- **STATED EXERCISE 1**:
In the course wrap-up text, what happens when the performance numbers logged with Puppeteer are greater than certain numbers?
- **STATED EXERCISE 2**:
Reproduce the course wrap-up text word for word, starting with "Transcript from the" and going on through "on your websites.".

--- start TEXT BLOCK ---

Jon wraps up the course by discussing Puppeteer, Lighthouse CI, and how to enable Chrome DevTools experiments and addons including AXE and React. Links to continue learning about DevTools are also shared in this segment.


Transcript from the "Wrapping Up" Lesson

>> Two things that are sort of outside scope for this course I didn't want to go too long, but I think are very cool. Puppeteer for all those that don't know Google's chrome can be called from node in a headless way. So folks that do like, what's it called end to end tests on your websites.

So, maybe you'll have one actually opens a tab logs in does stuff like that? Puppeteer is a great tool for that. There's also some other tools like WebDriver, and things like that. But when you think about the performance API that we covered earlier, you can do some really cool things with puppeteer WebDriver, where you could have it log in and record some metrics and save those metrics or I like to do like CI workflows.

I always have this like philosophy that If you can't lint it, test and make a CI rule for it, you shouldn't bother somebody on their code review about it. You know, it's like let the computer do that. Don't you change? So, one thing that I like to do is I have a few I called my performance budget.

I think Alex Russell from Chrome, maybe coined that term. So, I have my performance budget. And we use puppeteer, puppeteer logs of performance API. If they're greater than certain numbers, it flags the PR. So when you go to put a PR up, things are a little bit too slow.

--- end TEXT BLOCK ---
--- start DATA LINES ---

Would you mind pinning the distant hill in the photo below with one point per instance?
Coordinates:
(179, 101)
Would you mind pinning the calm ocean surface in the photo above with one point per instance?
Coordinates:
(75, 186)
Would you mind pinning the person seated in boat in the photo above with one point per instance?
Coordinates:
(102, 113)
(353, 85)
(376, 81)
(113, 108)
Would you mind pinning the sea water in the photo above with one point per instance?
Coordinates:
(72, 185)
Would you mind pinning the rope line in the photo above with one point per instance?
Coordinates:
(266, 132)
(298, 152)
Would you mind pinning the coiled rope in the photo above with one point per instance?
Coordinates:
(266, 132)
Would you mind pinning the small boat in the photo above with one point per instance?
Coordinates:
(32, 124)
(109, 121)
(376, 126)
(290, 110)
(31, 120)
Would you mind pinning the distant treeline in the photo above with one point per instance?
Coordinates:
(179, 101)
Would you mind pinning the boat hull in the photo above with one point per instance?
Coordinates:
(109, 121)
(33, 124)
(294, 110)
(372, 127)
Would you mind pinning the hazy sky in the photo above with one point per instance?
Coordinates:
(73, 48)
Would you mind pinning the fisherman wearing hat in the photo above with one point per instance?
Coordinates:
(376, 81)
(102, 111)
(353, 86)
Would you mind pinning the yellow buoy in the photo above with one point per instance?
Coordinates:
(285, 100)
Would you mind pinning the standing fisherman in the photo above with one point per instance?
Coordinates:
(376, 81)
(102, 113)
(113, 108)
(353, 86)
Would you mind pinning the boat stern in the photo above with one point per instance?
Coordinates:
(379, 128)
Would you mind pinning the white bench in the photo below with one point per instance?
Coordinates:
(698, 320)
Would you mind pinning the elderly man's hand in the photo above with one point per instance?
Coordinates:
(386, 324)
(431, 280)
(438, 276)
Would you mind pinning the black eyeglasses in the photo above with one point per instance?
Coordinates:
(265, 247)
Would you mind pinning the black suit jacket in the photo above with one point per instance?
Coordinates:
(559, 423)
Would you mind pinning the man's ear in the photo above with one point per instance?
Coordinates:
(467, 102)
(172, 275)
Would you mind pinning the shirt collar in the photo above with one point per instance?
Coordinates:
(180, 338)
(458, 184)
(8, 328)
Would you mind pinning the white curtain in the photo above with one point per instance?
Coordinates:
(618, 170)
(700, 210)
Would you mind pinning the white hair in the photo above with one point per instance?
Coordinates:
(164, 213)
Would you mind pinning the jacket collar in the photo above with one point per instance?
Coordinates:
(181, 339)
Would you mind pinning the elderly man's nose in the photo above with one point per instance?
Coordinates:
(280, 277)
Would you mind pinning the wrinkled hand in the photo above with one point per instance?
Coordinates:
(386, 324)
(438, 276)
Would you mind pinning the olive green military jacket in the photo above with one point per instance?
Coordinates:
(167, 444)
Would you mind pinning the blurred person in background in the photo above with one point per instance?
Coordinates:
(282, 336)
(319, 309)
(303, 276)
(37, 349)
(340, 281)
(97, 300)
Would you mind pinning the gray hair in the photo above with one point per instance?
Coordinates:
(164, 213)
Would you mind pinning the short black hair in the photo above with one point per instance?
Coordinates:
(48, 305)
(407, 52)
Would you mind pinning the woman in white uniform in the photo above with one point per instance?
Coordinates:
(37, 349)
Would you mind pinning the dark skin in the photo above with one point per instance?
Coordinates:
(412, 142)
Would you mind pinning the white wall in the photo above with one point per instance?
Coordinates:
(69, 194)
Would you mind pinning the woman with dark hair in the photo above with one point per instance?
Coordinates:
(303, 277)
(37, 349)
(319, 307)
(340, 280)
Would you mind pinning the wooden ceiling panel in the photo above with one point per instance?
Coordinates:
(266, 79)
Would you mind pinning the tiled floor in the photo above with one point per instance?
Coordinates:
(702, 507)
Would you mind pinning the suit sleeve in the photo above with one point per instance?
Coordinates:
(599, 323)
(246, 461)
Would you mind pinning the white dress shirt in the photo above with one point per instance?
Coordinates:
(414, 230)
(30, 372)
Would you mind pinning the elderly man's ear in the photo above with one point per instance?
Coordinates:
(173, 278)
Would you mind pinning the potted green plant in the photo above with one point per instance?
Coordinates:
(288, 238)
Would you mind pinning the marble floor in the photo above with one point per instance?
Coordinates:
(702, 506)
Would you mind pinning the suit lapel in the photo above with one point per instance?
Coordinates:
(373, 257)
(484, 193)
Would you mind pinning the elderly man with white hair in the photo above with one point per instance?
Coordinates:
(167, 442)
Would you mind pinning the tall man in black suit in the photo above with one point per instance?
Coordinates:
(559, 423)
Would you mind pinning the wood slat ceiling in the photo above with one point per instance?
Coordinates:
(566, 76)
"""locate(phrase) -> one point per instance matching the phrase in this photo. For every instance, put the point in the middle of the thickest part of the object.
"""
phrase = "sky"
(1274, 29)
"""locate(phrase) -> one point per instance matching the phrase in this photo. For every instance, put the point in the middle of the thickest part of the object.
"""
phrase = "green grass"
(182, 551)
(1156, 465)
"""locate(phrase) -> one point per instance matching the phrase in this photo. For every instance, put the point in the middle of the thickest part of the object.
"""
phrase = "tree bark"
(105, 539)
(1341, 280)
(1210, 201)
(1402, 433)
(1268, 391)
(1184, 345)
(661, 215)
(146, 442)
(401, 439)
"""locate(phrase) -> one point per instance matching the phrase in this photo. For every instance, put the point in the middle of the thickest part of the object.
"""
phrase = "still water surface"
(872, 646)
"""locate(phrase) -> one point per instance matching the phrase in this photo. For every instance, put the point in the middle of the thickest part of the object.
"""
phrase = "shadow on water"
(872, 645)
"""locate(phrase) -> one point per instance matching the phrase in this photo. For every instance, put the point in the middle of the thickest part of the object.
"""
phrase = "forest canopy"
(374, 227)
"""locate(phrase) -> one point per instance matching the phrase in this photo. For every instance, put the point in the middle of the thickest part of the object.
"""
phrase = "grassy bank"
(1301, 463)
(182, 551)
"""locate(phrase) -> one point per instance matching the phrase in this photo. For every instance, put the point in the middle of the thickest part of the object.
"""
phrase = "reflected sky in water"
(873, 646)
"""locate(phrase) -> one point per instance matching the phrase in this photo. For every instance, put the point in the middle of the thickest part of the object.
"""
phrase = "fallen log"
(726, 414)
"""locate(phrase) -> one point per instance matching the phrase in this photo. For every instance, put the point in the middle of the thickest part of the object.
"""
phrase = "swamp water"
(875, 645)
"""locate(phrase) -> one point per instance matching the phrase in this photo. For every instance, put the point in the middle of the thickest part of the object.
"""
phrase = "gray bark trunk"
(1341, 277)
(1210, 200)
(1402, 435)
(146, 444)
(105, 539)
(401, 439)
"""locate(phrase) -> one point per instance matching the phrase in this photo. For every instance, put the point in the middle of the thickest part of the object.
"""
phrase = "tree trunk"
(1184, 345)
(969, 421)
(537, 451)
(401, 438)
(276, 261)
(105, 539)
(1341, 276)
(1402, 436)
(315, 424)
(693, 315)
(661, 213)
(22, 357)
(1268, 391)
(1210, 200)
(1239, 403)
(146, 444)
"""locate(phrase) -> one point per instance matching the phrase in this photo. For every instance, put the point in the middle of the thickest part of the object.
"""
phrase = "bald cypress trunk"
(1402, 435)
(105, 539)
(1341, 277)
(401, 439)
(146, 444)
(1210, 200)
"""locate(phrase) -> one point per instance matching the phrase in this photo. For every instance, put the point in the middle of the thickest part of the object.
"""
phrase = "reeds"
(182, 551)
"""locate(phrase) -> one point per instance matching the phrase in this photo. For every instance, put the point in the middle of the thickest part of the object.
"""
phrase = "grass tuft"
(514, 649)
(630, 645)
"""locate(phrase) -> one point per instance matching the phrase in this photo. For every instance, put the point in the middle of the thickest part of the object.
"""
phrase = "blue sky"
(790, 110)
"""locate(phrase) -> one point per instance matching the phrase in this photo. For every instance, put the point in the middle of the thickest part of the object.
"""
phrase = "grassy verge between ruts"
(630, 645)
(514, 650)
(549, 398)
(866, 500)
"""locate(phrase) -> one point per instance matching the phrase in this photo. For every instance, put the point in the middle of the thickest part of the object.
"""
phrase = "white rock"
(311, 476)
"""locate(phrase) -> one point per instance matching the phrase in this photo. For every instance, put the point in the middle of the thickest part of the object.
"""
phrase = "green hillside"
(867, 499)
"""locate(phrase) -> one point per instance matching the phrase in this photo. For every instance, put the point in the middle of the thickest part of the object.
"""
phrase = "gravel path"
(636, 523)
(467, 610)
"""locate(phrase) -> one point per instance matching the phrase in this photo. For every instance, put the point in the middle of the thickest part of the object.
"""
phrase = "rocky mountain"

--- end DATA LINES ---

- **FINISHED ANSWER 1**:
It flags the PR.

- **FINISHED ANSWER 2**:
Transcript from the "Wrapping Up" Lesson

>> Two things that are sort of outside scope for this course I didn't want to go too long, but I think are very cool. Puppeteer for all those that don't know Google's chrome can be called from node in a headless way. So folks that do like, what's it called end to end tests on your websites.